*TASK INSTRUCTIONS:*
Only the lines from the one containing "Could you please annotate the bridge tower" through the end of the material are to be echoed, each exactly as it appears.
— Start of DATASET ENTRIES —
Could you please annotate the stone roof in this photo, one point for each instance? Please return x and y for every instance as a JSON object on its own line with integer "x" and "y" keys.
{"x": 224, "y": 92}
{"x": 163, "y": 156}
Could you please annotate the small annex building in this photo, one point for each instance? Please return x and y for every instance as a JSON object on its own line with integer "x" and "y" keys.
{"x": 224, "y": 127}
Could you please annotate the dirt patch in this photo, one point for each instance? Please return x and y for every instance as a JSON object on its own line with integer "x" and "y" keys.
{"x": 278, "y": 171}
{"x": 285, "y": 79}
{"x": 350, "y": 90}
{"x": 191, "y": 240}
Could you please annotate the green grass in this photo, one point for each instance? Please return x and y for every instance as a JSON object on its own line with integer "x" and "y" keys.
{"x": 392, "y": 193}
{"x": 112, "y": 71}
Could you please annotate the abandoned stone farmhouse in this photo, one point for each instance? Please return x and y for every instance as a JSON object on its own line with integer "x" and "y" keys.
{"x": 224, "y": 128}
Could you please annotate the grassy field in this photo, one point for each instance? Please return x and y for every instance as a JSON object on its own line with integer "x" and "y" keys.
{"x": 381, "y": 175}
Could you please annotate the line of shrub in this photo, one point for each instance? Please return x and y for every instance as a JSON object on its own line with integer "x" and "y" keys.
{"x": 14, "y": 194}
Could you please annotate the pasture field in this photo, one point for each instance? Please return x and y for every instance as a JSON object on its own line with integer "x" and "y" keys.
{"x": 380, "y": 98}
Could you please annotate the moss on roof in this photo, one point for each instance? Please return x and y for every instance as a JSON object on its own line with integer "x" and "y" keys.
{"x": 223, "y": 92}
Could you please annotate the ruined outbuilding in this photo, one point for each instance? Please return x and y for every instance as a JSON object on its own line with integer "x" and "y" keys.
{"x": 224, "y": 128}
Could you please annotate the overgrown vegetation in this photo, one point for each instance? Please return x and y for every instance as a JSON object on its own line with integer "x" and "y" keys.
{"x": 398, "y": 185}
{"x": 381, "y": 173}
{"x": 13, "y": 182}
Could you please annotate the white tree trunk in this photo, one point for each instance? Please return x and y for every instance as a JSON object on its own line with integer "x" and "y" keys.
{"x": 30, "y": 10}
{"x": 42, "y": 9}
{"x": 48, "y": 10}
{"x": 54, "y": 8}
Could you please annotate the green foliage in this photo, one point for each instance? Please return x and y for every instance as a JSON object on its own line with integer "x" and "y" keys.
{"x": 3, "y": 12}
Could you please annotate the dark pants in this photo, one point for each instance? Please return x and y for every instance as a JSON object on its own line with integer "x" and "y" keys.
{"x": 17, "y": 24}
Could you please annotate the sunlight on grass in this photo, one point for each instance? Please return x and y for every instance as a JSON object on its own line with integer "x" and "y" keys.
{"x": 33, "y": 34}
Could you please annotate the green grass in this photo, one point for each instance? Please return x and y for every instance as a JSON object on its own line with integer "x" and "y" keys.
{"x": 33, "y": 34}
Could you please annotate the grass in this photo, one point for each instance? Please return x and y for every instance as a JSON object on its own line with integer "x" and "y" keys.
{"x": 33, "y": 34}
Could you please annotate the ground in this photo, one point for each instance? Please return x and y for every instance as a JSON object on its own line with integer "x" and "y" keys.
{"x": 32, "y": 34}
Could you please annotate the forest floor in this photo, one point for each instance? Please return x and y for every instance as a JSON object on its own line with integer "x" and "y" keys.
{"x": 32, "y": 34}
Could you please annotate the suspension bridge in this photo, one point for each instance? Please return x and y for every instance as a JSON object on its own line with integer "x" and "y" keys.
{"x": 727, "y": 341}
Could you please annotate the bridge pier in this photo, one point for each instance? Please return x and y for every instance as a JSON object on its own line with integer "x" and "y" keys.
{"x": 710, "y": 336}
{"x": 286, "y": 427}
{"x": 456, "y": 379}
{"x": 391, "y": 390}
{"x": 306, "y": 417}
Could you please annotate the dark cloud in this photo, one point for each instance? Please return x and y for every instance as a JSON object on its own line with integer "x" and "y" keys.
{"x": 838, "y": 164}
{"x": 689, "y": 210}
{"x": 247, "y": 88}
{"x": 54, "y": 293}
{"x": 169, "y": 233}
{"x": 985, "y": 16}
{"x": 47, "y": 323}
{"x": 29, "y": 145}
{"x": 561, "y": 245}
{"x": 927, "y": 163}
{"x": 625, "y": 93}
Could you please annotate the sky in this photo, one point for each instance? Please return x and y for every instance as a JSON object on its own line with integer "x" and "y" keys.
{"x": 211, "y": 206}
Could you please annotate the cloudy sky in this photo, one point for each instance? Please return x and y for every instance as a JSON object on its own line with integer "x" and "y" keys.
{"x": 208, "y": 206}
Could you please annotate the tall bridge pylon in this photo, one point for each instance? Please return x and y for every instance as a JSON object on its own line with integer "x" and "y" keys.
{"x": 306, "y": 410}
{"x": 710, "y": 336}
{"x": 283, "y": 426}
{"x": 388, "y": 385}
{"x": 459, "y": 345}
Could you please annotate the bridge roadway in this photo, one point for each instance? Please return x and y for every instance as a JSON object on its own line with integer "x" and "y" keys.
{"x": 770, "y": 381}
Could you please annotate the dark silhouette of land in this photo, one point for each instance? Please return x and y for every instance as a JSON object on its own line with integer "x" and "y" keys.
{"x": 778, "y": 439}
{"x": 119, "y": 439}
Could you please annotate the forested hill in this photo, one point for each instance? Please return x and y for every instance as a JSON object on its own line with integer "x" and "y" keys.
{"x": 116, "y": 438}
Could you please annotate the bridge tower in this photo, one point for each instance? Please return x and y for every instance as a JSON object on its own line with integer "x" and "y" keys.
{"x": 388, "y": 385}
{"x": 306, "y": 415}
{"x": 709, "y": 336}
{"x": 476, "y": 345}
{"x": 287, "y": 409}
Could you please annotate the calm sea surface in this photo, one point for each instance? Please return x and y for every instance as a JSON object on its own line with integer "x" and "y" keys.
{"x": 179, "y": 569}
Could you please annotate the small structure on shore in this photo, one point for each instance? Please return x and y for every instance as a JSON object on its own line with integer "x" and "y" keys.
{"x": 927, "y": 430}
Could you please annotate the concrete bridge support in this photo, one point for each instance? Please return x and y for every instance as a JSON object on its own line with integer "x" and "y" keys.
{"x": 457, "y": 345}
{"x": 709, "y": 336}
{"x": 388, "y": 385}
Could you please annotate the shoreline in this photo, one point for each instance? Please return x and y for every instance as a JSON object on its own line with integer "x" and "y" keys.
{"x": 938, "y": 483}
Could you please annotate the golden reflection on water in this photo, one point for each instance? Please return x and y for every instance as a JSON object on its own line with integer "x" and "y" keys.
— End of DATASET ENTRIES —
*REPLY TO THE EXERCISE:*
Could you please annotate the bridge tower in this photo, one point for each instance? Please return x and y for every instance as a JSON object on its own line with integer "x" and "y" keys.
{"x": 388, "y": 385}
{"x": 306, "y": 415}
{"x": 709, "y": 336}
{"x": 476, "y": 345}
{"x": 287, "y": 409}
Could you please annotate the calm sea surface in this photo, one point for each instance? Please return x and y for every instance as a JSON object on its own line with integer "x" and "y" keys.
{"x": 179, "y": 569}
Could you please annotate the small structure on shore in this photo, one point for each instance? Please return x and y for every instance as a JSON object on its own line with integer "x" and "y" keys.
{"x": 927, "y": 430}
Could you please annotate the concrete bridge support in this photo, one point for each instance? Please return x and y for every instance as a JSON object on its own line with integer "x" and "y" keys.
{"x": 457, "y": 345}
{"x": 709, "y": 336}
{"x": 388, "y": 385}
Could you please annotate the shoreline in this photo, one point for each instance? Please return x and y for every instance as a JSON object on its own line with integer "x" and "y" keys.
{"x": 938, "y": 483}
Could you please annotate the golden reflection on water in this photo, one point for each instance? Please return x and y for every instance as a JSON object on its own line with integer "x" and "y" keys.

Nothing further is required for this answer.